WHAT TO WORK ON:
Write out all of the entries below as a numbered list, leaving out any blank lines.

RECORDS SHOWN:
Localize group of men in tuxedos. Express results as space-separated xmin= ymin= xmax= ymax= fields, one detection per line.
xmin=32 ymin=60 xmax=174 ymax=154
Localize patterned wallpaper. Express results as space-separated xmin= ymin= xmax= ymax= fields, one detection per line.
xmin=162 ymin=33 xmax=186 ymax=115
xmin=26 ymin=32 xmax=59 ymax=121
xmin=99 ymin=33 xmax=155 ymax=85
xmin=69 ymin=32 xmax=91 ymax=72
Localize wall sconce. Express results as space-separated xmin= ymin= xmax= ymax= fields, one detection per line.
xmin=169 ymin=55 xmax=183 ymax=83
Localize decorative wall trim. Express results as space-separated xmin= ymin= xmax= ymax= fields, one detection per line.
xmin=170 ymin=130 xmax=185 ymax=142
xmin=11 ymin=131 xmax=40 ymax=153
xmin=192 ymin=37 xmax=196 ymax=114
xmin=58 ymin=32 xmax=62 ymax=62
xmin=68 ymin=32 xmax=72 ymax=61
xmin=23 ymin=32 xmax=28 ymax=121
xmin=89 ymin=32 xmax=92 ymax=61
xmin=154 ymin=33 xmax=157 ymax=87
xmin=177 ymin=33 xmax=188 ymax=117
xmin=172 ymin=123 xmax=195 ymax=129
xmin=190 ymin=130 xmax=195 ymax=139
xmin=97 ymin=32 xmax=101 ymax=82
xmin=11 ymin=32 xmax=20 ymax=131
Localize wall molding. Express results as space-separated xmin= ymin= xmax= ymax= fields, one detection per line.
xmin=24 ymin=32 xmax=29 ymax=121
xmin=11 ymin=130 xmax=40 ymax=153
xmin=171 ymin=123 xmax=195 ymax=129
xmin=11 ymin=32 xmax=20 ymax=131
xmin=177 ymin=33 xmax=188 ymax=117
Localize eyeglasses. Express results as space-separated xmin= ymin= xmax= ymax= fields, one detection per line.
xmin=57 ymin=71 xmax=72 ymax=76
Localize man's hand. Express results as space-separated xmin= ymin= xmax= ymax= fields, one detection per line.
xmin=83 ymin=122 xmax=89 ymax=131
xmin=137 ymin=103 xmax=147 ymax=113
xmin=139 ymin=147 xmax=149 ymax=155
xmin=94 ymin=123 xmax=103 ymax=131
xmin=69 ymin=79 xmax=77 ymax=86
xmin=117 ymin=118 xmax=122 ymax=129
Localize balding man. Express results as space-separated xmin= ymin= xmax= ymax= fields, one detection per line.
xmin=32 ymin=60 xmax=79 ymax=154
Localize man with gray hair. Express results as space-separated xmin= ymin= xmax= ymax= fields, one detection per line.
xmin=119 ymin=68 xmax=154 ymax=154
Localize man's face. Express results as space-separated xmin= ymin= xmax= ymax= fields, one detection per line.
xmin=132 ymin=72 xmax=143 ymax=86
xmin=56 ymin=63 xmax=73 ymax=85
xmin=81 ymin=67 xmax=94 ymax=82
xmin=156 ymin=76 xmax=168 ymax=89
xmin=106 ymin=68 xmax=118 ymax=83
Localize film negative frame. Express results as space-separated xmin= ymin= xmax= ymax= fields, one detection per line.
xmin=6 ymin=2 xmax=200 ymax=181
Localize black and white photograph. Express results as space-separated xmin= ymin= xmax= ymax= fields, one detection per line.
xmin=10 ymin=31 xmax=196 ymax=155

OUTPUT:
1. Localize group of men in tuxedos. Express results as space-separated xmin= ymin= xmax= ymax= fields, one detection per line.
2. xmin=32 ymin=60 xmax=174 ymax=154
3. Localize patterned wallpaper. Express results as space-separated xmin= ymin= xmax= ymax= fields, one detection per line.
4. xmin=162 ymin=33 xmax=186 ymax=115
5. xmin=26 ymin=32 xmax=59 ymax=121
6. xmin=99 ymin=33 xmax=155 ymax=85
7. xmin=69 ymin=32 xmax=91 ymax=72
8. Localize wall sconce. Express results as space-separated xmin= ymin= xmax= ymax= fields, one detection per line.
9. xmin=169 ymin=55 xmax=183 ymax=83
10. Localize decorative wall trim. Express results as space-separated xmin= ymin= xmax= ymax= fields, one detection per line.
11. xmin=170 ymin=130 xmax=185 ymax=142
12. xmin=11 ymin=131 xmax=40 ymax=153
13. xmin=192 ymin=37 xmax=196 ymax=114
14. xmin=58 ymin=32 xmax=62 ymax=62
15. xmin=68 ymin=32 xmax=72 ymax=61
16. xmin=23 ymin=32 xmax=28 ymax=121
17. xmin=89 ymin=32 xmax=92 ymax=61
18. xmin=154 ymin=33 xmax=157 ymax=87
19. xmin=177 ymin=33 xmax=188 ymax=117
20. xmin=172 ymin=123 xmax=195 ymax=129
21. xmin=190 ymin=130 xmax=195 ymax=139
22. xmin=97 ymin=32 xmax=101 ymax=82
23. xmin=11 ymin=32 xmax=20 ymax=131
24. Localize wall molding. Express results as space-separated xmin= ymin= xmax= ymax= fields, one detection per line.
25. xmin=24 ymin=32 xmax=29 ymax=121
26. xmin=11 ymin=130 xmax=40 ymax=153
27. xmin=171 ymin=123 xmax=195 ymax=129
28. xmin=11 ymin=32 xmax=20 ymax=131
29. xmin=177 ymin=33 xmax=188 ymax=117
30. Localize eyeglasses. Express results as space-separated xmin= ymin= xmax= ymax= fields, one detection per line.
31. xmin=57 ymin=71 xmax=72 ymax=76
32. Localize man's hand. Express results as space-separated xmin= ymin= xmax= ymax= fields, one detection per line.
33. xmin=83 ymin=122 xmax=89 ymax=131
34. xmin=137 ymin=103 xmax=147 ymax=113
35. xmin=139 ymin=147 xmax=149 ymax=155
36. xmin=94 ymin=123 xmax=103 ymax=131
37. xmin=69 ymin=79 xmax=77 ymax=86
38. xmin=117 ymin=118 xmax=122 ymax=129
39. Localize balding man. Express results as space-separated xmin= ymin= xmax= ymax= fields, one detection per line.
40. xmin=32 ymin=60 xmax=79 ymax=154
41. Localize man with gray hair. Express results as space-separated xmin= ymin= xmax= ymax= fields, one detection per line.
42. xmin=119 ymin=68 xmax=154 ymax=154
43. Localize man's face. Express results as space-separated xmin= ymin= xmax= ymax= fields, one detection per line.
44. xmin=132 ymin=72 xmax=143 ymax=86
45. xmin=56 ymin=63 xmax=73 ymax=85
46. xmin=81 ymin=67 xmax=94 ymax=82
47. xmin=156 ymin=76 xmax=168 ymax=89
48. xmin=106 ymin=68 xmax=118 ymax=83
49. Localize film negative frame. Express results as space-separated xmin= ymin= xmax= ymax= fields, one detection per line.
50. xmin=6 ymin=2 xmax=200 ymax=181
51. Localize black and white photograph. Express results as space-separated xmin= ymin= xmax= ymax= fields, one detection per line.
52. xmin=10 ymin=31 xmax=196 ymax=155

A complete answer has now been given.